TASK TO COMPLETE:
Copy the records below exactly.

DATA RECORDS:
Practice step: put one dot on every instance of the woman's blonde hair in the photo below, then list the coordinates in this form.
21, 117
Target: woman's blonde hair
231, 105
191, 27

TASK OUTPUT:
Practice step: put one dot on every instance of the woman's blonde hair in the photo below, then list the coordinates in this form.
21, 117
Target: woman's blonde hair
231, 105
191, 27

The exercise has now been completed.